Named-object pointing records:
-*-
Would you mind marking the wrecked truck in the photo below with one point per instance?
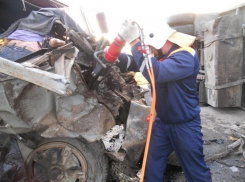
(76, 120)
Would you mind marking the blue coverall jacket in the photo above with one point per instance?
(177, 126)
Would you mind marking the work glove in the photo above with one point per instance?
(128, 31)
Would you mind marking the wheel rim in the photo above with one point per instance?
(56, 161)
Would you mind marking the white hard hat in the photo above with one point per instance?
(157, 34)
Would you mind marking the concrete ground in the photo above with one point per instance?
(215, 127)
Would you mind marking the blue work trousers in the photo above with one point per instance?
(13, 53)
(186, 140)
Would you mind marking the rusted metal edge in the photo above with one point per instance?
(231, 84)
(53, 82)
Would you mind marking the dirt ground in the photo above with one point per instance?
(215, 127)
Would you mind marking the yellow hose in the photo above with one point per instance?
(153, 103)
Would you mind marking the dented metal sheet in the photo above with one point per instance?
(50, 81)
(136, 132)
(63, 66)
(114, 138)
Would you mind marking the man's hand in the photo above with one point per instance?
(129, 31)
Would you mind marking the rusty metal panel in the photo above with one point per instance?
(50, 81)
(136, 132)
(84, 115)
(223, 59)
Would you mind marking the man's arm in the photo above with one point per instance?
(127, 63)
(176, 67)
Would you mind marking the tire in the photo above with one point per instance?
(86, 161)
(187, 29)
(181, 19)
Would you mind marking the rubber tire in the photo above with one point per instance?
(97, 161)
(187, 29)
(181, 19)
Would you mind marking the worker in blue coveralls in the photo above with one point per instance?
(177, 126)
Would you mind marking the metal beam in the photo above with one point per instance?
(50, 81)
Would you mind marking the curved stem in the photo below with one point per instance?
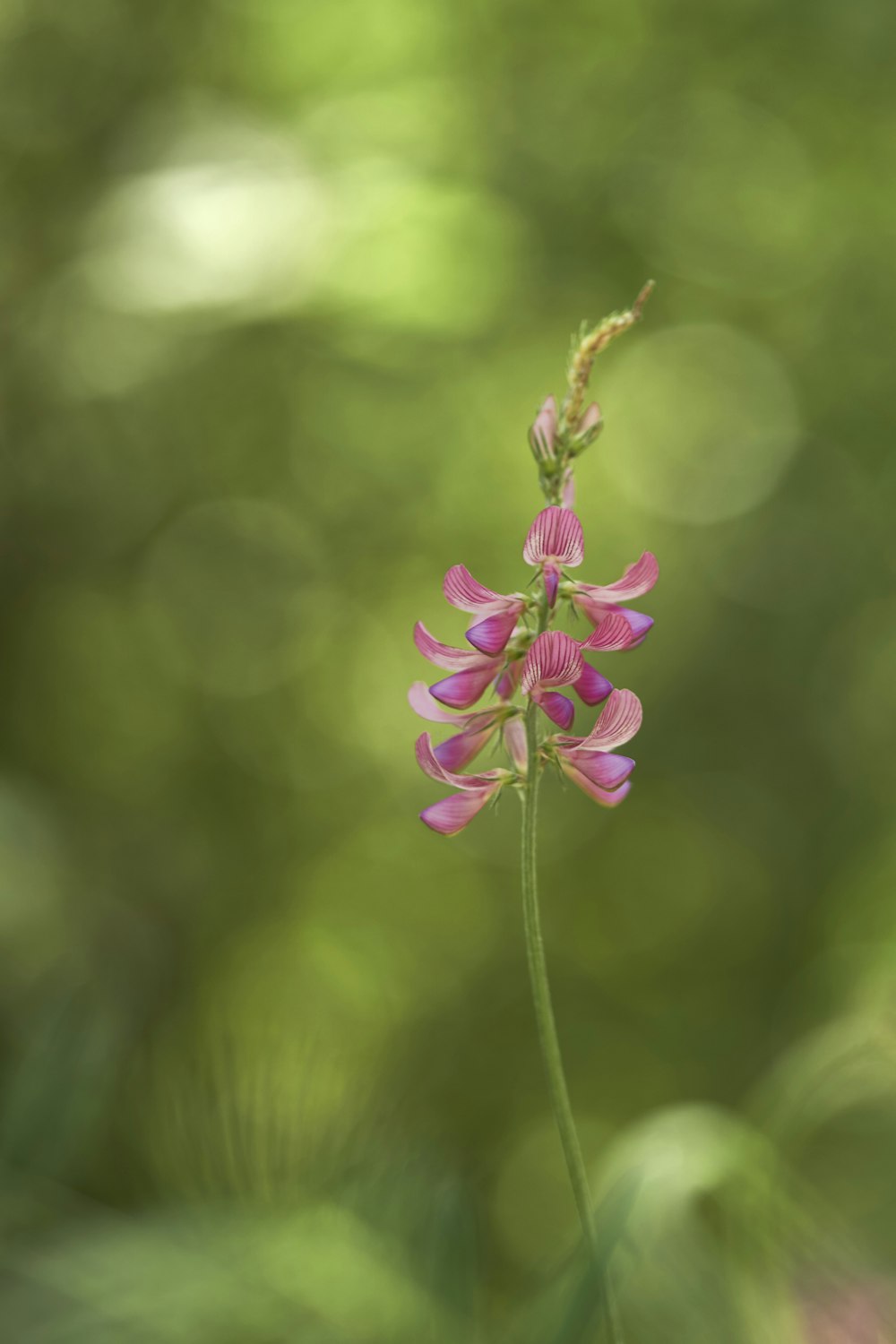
-*-
Challenge :: Reproduce the material starting at the line that contains "Would you mind marking the tire" and ending at the end of the material, both ends included, with every point coordinate in the answers multiplied by 1.05 and rounded to the nearest whole number, halves rounded up. Keep the requests unchanged, and omit the pictures from your reply.

Expected output ::
Would you mind marking the tire in the photo above with one point per instance?
(90, 169)
(196, 30)
(190, 20)
Would you mind marking the rubber tire in the photo above with one point per instance?
(102, 169)
(196, 30)
(190, 20)
Would you mind marking the worker in blue coveralls in the photo above with one point per instance?
(186, 132)
Would you mind marking the metal beam in the photo above with one point per instance?
(53, 85)
Would you mind marking the curved stem in the photo below with one point per instance?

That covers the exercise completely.